WRITTEN TASK.
From the data below, pull out every line that contains the string "post" and copy each of those lines in full.

Some records.

※ ※ ※

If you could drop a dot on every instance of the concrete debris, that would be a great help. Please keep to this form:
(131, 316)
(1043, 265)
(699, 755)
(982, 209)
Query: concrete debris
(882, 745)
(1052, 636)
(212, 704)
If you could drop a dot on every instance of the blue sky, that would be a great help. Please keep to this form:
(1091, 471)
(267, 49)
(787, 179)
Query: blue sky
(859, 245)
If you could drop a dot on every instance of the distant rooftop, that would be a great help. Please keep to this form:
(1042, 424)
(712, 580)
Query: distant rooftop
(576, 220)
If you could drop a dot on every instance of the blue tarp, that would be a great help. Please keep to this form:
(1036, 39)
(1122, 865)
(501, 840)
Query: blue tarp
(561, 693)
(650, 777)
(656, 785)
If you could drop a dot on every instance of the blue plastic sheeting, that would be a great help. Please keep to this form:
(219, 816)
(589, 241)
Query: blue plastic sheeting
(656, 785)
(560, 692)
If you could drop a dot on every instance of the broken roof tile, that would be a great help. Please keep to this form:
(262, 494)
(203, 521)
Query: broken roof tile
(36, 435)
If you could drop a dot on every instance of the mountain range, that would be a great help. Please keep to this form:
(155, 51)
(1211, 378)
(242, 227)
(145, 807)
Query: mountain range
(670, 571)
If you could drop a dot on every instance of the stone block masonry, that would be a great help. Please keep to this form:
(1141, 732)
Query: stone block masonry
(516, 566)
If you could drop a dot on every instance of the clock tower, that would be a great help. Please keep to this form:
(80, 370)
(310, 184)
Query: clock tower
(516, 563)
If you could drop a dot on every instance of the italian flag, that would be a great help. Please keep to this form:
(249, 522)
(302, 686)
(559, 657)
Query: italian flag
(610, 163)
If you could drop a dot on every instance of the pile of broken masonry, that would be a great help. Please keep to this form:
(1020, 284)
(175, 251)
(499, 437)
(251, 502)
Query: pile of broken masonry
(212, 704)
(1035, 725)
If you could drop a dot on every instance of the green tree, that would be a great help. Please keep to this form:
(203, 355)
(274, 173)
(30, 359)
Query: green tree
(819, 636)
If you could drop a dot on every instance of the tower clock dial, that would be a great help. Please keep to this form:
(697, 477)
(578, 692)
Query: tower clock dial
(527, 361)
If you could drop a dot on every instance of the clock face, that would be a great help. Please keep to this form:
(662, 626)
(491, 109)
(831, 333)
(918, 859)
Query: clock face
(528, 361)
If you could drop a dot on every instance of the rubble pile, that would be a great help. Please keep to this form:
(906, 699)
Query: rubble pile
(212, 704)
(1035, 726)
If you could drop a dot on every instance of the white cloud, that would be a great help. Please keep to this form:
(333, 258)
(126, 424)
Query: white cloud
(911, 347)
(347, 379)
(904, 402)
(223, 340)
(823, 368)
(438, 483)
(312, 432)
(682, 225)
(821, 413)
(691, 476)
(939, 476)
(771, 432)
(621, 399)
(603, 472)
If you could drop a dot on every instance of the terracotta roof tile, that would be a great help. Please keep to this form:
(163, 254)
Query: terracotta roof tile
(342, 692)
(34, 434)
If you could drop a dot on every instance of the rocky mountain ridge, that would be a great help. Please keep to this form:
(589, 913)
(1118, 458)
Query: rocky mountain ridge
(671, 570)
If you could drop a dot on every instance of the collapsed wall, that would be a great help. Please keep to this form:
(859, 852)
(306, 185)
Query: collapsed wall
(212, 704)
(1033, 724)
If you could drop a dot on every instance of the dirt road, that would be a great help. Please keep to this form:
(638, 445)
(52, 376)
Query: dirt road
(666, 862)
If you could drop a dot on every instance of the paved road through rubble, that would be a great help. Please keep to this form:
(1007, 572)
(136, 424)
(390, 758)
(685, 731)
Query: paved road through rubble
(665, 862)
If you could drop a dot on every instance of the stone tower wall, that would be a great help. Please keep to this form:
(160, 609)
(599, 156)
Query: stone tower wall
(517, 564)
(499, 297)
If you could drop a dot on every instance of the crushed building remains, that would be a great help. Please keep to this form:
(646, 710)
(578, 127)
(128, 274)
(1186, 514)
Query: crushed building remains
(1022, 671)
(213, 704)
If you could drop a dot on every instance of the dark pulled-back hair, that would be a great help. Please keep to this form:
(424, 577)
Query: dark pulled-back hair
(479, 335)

※ ※ ※

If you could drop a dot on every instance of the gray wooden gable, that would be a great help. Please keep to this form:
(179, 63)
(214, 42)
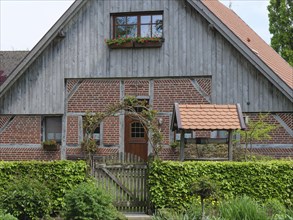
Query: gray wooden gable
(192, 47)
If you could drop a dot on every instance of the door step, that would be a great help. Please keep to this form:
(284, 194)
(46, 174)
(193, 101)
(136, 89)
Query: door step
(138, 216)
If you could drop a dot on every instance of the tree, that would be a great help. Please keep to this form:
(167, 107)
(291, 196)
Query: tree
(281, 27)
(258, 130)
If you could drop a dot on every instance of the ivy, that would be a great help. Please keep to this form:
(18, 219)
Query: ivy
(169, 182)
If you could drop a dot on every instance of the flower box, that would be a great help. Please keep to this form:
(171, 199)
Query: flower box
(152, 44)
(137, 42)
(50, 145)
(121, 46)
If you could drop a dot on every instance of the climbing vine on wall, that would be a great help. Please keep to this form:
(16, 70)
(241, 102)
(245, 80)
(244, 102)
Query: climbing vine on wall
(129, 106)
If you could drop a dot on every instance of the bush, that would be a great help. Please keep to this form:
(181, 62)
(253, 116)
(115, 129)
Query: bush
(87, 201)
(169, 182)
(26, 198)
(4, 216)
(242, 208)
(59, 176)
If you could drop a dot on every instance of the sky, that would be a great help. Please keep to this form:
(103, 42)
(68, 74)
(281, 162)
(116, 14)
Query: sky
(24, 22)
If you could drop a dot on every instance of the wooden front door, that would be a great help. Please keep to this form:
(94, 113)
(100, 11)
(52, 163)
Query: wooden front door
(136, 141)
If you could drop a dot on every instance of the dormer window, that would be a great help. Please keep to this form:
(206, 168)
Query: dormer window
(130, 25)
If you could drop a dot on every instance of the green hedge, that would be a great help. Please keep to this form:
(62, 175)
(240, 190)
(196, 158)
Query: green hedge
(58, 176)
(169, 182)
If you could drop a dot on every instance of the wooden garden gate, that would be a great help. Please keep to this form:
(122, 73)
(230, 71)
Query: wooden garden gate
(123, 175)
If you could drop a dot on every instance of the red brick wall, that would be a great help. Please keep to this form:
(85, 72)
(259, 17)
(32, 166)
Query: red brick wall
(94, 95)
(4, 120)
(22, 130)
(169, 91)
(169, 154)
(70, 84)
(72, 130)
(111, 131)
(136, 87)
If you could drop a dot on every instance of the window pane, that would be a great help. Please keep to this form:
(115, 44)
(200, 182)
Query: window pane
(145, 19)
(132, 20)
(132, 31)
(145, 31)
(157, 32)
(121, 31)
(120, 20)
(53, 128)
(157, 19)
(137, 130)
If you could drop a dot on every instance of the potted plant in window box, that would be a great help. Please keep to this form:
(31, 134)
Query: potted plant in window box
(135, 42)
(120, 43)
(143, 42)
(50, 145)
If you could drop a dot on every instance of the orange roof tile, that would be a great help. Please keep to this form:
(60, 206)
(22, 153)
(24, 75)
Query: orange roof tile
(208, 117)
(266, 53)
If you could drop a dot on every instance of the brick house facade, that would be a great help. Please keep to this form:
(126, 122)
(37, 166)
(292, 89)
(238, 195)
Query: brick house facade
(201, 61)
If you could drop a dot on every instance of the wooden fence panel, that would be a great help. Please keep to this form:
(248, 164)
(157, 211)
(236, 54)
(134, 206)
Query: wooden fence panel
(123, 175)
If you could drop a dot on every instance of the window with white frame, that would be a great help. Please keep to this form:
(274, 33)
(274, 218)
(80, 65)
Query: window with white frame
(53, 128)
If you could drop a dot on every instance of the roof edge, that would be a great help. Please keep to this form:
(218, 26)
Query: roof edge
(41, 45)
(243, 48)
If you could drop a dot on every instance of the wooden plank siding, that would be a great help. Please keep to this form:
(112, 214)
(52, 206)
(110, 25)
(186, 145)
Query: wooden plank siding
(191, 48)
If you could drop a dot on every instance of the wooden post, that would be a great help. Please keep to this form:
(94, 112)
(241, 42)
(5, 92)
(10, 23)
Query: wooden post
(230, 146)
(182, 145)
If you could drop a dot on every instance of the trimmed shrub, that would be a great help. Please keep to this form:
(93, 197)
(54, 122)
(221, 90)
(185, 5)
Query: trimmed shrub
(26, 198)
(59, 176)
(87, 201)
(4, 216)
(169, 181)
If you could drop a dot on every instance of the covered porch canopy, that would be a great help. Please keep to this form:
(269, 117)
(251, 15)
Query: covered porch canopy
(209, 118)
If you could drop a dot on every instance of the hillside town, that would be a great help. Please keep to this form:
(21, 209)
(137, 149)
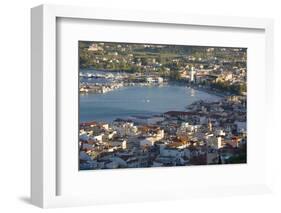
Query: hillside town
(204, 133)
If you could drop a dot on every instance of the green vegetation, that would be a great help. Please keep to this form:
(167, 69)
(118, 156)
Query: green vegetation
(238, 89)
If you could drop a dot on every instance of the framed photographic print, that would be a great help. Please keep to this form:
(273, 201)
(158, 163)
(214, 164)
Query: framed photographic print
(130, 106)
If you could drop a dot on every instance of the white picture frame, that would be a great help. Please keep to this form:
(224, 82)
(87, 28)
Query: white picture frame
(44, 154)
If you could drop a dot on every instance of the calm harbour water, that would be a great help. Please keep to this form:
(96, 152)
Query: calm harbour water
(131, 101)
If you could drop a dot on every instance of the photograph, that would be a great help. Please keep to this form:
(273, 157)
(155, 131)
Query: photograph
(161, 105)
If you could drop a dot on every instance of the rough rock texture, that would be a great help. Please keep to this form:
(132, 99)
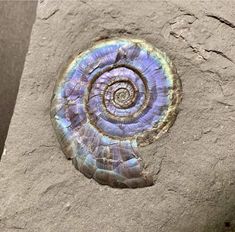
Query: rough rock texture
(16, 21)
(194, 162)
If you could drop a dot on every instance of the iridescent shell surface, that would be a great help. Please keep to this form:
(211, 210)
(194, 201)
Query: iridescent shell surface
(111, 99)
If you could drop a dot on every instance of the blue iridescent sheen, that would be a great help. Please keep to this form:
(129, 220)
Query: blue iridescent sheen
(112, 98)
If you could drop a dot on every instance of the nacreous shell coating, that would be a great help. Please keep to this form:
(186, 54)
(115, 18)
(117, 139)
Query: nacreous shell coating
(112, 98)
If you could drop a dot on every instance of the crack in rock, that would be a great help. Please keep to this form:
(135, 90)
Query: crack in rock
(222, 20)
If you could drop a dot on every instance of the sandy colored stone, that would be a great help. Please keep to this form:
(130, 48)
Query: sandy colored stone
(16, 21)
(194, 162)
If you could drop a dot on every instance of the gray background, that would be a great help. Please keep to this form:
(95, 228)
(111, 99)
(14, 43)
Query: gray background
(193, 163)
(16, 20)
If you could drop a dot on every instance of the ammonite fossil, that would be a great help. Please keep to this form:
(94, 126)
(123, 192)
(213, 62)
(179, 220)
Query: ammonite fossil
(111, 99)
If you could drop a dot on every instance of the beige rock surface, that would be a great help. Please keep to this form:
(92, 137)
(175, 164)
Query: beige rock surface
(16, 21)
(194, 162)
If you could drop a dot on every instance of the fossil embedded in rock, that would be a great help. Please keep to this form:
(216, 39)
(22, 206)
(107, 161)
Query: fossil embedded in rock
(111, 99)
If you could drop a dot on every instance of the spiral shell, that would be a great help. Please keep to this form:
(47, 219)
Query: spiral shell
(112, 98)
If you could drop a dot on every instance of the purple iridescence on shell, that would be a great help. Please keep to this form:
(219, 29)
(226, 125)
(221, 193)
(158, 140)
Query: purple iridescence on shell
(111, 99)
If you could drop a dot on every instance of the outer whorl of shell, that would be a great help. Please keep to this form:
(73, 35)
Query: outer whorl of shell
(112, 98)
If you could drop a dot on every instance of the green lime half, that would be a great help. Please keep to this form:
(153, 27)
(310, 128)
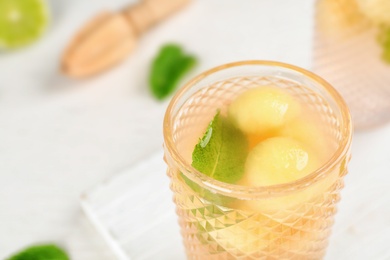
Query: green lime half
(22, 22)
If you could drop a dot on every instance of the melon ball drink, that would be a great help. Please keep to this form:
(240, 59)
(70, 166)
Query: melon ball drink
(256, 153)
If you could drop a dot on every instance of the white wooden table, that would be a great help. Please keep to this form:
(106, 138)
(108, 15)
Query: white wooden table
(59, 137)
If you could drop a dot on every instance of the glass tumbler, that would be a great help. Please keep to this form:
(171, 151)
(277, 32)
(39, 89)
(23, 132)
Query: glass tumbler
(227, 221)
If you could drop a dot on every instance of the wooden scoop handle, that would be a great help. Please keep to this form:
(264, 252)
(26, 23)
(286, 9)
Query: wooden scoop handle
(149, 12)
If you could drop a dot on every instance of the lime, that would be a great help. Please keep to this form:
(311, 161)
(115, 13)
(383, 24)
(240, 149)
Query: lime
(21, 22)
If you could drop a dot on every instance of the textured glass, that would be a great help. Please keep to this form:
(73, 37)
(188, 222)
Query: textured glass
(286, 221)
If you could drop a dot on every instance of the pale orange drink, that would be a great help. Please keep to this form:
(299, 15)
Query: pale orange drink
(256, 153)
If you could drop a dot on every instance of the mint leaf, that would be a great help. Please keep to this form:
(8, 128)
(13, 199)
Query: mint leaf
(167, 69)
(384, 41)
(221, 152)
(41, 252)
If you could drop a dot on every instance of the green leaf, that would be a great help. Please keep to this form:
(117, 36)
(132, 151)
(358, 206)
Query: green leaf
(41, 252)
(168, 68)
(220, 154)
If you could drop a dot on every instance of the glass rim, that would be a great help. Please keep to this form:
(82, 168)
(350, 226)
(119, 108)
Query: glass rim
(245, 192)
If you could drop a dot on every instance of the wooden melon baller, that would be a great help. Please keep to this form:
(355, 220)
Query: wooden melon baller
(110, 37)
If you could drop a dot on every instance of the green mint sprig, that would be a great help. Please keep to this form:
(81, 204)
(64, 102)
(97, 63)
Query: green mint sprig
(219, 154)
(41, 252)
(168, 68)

※ ※ ※

FULL SOLUTION.
If you could drop a dot on every instance of the wooden post, that would be a great help. Please keep to this form:
Query: wooden post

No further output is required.